▶ _READING TEXT_:
* * *

Winding up the tree lined mountain road which is ten miles north of the Rainier National Forest entrance on Hwy. 165, is the beautifully situated town of Carbonado, Washington. Once a booming coal mining town which was founded in 1880, our town grew in population to over one thousand people by 1900.
Today Carbonado is a small bedroom community of approximately six hundred people. Carbonado is rich in history through the lives of family members who echo the steps of their forefathers who lived here, raised their families in and about these same streets and who mined the hills of Carbonado. One is amazed that once there were stores, a hospital, a dance hall, and a hotel that supported the day in and day out existence of a hard working, deep loving people who worked out their living by laboring far down into the earth in coal- tunnels that yet remain under our present town.
In 1889, many of our Carbonado men, young and old, were killed in
a mine explosion leaving families without father or brother, husband and child. Only 2% of the coal in this area was claimed during the
eighty years of coal mining in Carbonado. The coal was used to drive pig iron mills in Tacoma. During the 1930's, oil became more of an energy resource and the use of coal began to diminish. In 1974, mining regulations required phone lines to be installed and because of the costs involved, the mines were closed.
Though Carbonado is a small community, within its borders is the Carbonado Historical School (founded: 1878) for grades Kindergarten-8th grade, a post office, community church, town hall, cemetery, and an active volunteer Fire Department.

* * *

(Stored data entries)
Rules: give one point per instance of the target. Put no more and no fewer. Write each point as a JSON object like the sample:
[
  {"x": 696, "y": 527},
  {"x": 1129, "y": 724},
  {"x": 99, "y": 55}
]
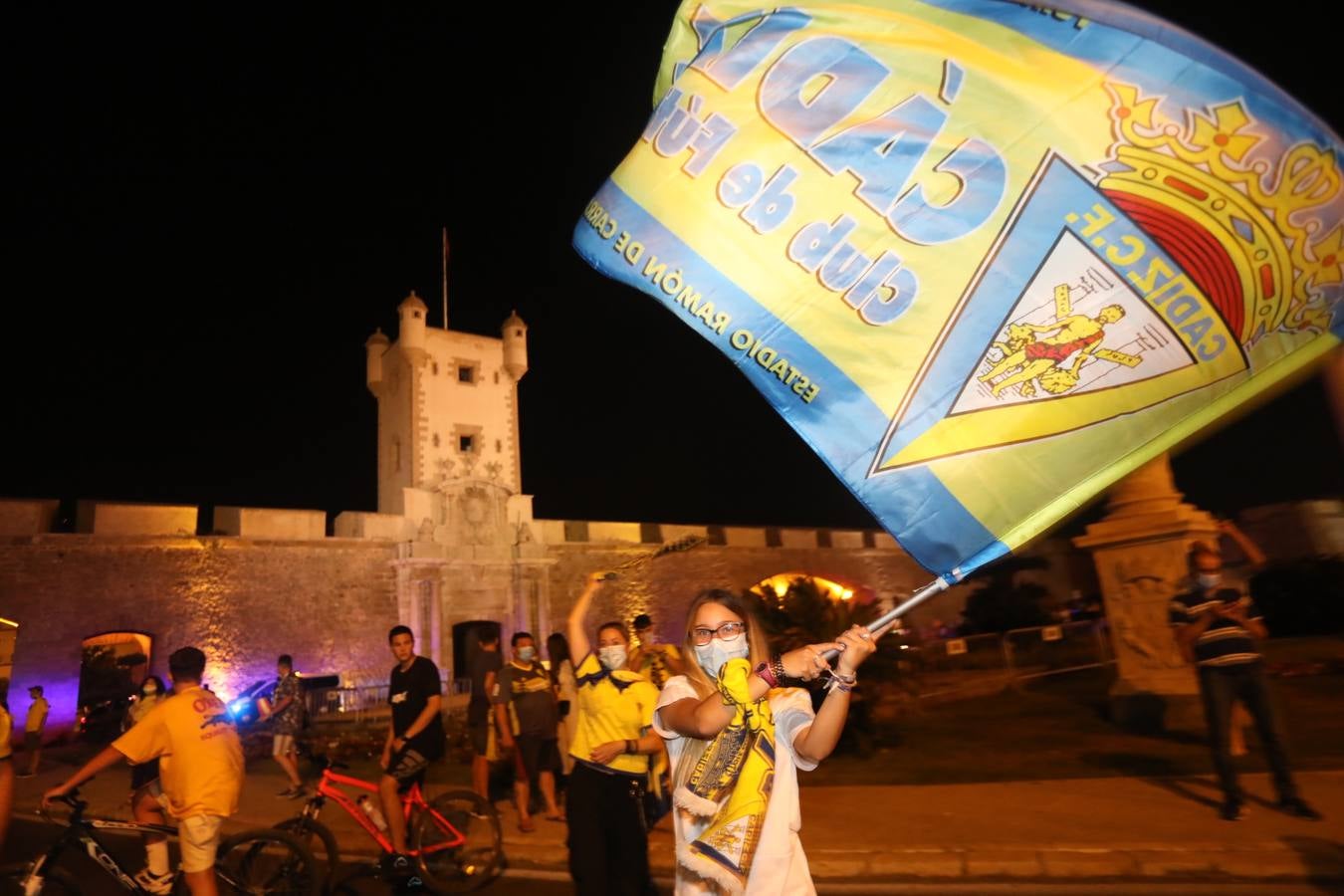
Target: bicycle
[
  {"x": 456, "y": 840},
  {"x": 253, "y": 861}
]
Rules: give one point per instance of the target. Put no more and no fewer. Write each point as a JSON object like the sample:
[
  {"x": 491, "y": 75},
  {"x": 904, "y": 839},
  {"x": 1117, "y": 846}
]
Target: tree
[
  {"x": 1301, "y": 596},
  {"x": 1002, "y": 603}
]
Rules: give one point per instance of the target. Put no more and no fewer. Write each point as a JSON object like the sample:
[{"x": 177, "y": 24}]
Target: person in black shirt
[
  {"x": 486, "y": 666},
  {"x": 1221, "y": 627},
  {"x": 415, "y": 737}
]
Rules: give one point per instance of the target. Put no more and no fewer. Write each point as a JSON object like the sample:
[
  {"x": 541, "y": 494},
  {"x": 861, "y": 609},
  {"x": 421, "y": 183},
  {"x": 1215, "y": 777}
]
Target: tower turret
[
  {"x": 515, "y": 346},
  {"x": 411, "y": 334},
  {"x": 373, "y": 350}
]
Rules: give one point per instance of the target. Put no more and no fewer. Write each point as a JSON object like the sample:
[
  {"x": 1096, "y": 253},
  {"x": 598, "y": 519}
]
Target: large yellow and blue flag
[{"x": 986, "y": 257}]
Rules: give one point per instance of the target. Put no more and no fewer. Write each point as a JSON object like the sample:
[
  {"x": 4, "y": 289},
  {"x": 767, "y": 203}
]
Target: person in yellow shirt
[
  {"x": 613, "y": 742},
  {"x": 6, "y": 772},
  {"x": 200, "y": 765},
  {"x": 655, "y": 661},
  {"x": 34, "y": 729}
]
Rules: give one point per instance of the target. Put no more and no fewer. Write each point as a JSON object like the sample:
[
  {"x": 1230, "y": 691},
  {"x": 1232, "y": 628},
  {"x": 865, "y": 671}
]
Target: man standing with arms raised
[{"x": 415, "y": 737}]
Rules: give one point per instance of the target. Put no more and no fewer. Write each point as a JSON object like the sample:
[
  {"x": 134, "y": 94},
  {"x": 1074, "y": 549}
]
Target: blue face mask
[{"x": 714, "y": 654}]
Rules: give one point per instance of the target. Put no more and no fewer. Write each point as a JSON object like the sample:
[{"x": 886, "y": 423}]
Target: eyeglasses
[{"x": 728, "y": 631}]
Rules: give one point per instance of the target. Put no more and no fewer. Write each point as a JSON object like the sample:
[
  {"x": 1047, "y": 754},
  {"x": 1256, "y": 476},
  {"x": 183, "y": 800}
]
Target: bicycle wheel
[
  {"x": 457, "y": 841},
  {"x": 54, "y": 881},
  {"x": 318, "y": 838},
  {"x": 266, "y": 861}
]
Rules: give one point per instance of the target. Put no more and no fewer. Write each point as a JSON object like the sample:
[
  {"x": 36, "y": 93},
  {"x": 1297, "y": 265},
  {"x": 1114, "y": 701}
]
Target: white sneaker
[{"x": 152, "y": 883}]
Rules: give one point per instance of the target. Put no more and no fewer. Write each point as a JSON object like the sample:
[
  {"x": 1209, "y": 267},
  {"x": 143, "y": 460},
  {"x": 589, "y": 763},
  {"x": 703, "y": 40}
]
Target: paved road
[{"x": 27, "y": 838}]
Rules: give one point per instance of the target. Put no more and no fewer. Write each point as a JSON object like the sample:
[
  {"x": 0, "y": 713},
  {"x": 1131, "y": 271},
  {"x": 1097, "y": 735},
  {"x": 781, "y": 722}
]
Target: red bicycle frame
[{"x": 411, "y": 799}]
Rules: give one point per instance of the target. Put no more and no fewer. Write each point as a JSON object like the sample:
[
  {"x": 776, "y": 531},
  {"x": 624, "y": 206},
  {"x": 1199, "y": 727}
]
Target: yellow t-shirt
[
  {"x": 613, "y": 706},
  {"x": 200, "y": 765},
  {"x": 37, "y": 715}
]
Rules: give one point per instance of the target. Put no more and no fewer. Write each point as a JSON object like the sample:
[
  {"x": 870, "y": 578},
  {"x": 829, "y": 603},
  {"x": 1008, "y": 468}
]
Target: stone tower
[
  {"x": 449, "y": 464},
  {"x": 446, "y": 406}
]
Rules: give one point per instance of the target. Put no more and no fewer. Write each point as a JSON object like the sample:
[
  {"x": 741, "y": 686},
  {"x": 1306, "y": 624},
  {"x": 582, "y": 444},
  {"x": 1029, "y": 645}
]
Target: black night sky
[{"x": 211, "y": 211}]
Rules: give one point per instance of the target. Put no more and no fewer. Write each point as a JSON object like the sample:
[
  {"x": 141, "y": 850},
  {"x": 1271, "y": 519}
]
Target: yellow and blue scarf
[{"x": 732, "y": 784}]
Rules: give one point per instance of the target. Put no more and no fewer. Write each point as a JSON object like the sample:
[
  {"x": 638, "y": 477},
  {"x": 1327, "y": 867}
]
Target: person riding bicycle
[
  {"x": 200, "y": 765},
  {"x": 414, "y": 738}
]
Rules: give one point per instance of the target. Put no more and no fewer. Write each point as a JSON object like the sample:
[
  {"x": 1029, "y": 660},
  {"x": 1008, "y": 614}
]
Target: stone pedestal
[{"x": 1140, "y": 553}]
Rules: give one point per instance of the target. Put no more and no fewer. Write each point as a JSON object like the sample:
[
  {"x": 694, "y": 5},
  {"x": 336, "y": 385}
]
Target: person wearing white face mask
[
  {"x": 529, "y": 715},
  {"x": 156, "y": 876},
  {"x": 609, "y": 844},
  {"x": 737, "y": 737}
]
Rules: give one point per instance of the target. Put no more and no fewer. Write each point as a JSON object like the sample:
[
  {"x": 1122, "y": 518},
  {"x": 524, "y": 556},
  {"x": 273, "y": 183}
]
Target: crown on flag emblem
[
  {"x": 1167, "y": 264},
  {"x": 1239, "y": 230}
]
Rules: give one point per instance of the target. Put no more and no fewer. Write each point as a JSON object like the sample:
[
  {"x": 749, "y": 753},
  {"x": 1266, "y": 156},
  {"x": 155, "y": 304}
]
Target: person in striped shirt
[{"x": 1221, "y": 627}]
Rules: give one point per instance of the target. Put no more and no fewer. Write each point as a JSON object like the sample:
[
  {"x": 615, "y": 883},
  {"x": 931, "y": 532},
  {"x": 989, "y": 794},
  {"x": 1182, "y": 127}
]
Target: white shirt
[{"x": 779, "y": 868}]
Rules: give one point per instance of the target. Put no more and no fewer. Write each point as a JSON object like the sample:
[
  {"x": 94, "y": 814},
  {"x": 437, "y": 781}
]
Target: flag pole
[{"x": 887, "y": 619}]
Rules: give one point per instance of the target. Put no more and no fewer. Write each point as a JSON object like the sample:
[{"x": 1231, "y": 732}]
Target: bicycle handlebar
[{"x": 70, "y": 798}]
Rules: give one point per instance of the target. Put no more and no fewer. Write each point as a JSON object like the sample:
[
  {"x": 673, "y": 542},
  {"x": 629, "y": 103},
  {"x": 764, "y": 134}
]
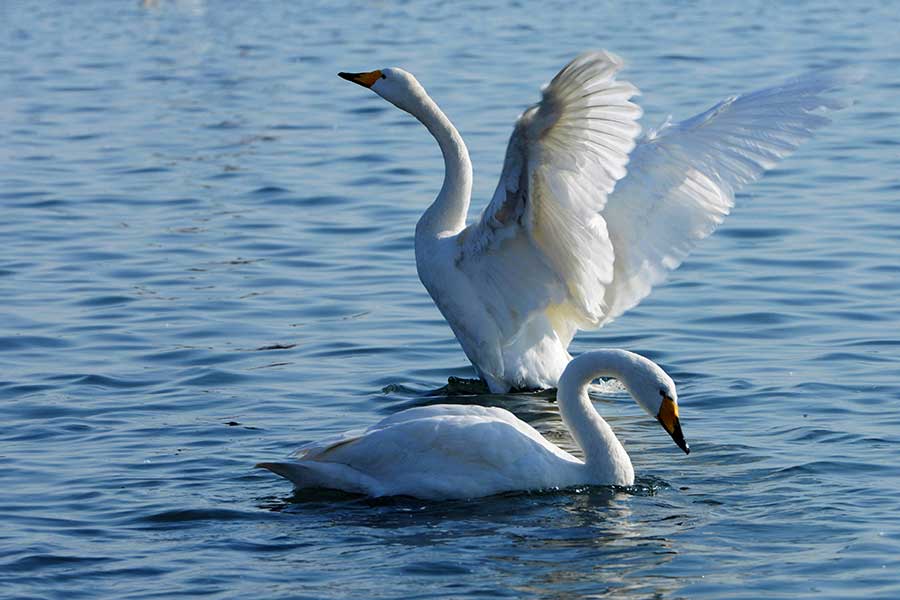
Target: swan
[
  {"x": 571, "y": 239},
  {"x": 452, "y": 451}
]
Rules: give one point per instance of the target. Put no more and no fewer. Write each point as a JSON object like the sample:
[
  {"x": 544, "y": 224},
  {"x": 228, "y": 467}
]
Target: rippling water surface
[{"x": 207, "y": 260}]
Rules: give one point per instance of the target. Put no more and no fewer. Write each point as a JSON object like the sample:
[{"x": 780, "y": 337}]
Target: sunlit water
[{"x": 207, "y": 259}]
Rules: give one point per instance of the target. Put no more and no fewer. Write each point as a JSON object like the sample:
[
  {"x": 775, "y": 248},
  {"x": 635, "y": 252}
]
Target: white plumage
[
  {"x": 454, "y": 451},
  {"x": 586, "y": 218}
]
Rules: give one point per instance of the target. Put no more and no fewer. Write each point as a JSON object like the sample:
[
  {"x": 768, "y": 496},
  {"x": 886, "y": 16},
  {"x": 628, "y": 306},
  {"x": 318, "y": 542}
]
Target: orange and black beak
[
  {"x": 363, "y": 79},
  {"x": 668, "y": 418}
]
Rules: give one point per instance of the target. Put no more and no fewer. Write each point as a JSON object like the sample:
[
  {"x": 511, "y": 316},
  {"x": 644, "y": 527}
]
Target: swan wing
[
  {"x": 444, "y": 451},
  {"x": 542, "y": 244},
  {"x": 682, "y": 178}
]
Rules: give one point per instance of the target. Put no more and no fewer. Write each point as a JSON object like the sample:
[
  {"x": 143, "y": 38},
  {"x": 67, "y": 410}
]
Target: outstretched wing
[
  {"x": 542, "y": 246},
  {"x": 682, "y": 178}
]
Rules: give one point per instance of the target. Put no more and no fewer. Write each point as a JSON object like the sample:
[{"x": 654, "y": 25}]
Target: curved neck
[
  {"x": 603, "y": 452},
  {"x": 447, "y": 214}
]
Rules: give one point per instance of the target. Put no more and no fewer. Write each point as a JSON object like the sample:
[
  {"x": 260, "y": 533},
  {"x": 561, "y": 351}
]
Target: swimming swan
[
  {"x": 569, "y": 241},
  {"x": 454, "y": 451}
]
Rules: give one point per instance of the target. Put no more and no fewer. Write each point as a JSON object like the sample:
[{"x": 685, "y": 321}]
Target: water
[{"x": 207, "y": 260}]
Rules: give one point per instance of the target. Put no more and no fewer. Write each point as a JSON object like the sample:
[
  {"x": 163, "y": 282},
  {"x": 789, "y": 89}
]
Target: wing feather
[
  {"x": 541, "y": 246},
  {"x": 683, "y": 177}
]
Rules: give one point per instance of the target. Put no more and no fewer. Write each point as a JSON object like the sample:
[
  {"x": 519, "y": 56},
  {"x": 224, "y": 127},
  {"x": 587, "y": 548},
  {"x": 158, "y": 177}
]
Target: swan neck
[
  {"x": 604, "y": 454},
  {"x": 447, "y": 214}
]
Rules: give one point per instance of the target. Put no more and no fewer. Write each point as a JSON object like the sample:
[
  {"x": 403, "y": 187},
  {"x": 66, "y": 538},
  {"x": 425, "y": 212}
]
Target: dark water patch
[
  {"x": 38, "y": 562},
  {"x": 24, "y": 342},
  {"x": 104, "y": 301}
]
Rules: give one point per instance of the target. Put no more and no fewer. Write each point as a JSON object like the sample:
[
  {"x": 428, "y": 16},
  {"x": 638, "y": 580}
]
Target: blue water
[{"x": 206, "y": 258}]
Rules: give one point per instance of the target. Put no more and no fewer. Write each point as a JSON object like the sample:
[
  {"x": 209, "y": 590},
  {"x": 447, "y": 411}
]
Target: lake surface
[{"x": 207, "y": 259}]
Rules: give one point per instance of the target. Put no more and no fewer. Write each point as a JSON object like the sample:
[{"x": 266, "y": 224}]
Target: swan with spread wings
[{"x": 587, "y": 216}]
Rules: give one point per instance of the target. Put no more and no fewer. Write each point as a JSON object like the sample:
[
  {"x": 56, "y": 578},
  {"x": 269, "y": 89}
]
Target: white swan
[
  {"x": 453, "y": 451},
  {"x": 569, "y": 241}
]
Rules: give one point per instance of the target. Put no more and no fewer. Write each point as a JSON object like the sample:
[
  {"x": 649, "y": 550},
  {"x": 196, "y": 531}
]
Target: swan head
[
  {"x": 655, "y": 392},
  {"x": 395, "y": 85}
]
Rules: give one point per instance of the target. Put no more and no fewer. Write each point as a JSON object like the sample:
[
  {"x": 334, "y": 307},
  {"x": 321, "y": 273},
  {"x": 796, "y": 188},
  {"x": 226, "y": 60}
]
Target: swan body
[
  {"x": 453, "y": 451},
  {"x": 587, "y": 216}
]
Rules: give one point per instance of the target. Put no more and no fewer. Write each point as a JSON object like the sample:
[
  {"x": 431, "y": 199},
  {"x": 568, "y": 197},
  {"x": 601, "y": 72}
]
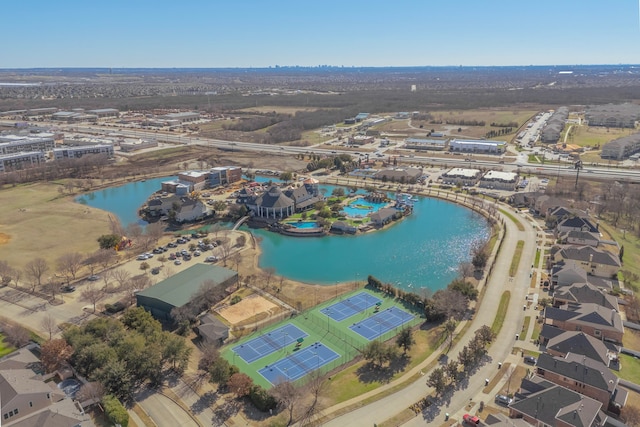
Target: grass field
[
  {"x": 37, "y": 220},
  {"x": 498, "y": 321},
  {"x": 5, "y": 348},
  {"x": 515, "y": 261},
  {"x": 340, "y": 339}
]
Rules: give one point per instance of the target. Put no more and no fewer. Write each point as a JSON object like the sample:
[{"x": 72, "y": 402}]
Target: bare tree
[
  {"x": 90, "y": 392},
  {"x": 121, "y": 276},
  {"x": 288, "y": 398},
  {"x": 48, "y": 323},
  {"x": 69, "y": 264},
  {"x": 93, "y": 295},
  {"x": 35, "y": 270}
]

* * *

▶ _PROBLEM TO WORK ON_:
Copy the stretch of the Carbonado passage from "Though Carbonado is" through "volunteer Fire Department.", swapping "town hall" for "public library".

▶ _YOUR SOLUTION_:
Though Carbonado is a small community, within its borders is the Carbonado Historical School (founded: 1878) for grades Kindergarten-8th grade, a post office, community church, public library, cemetery, and an active volunteer Fire Department.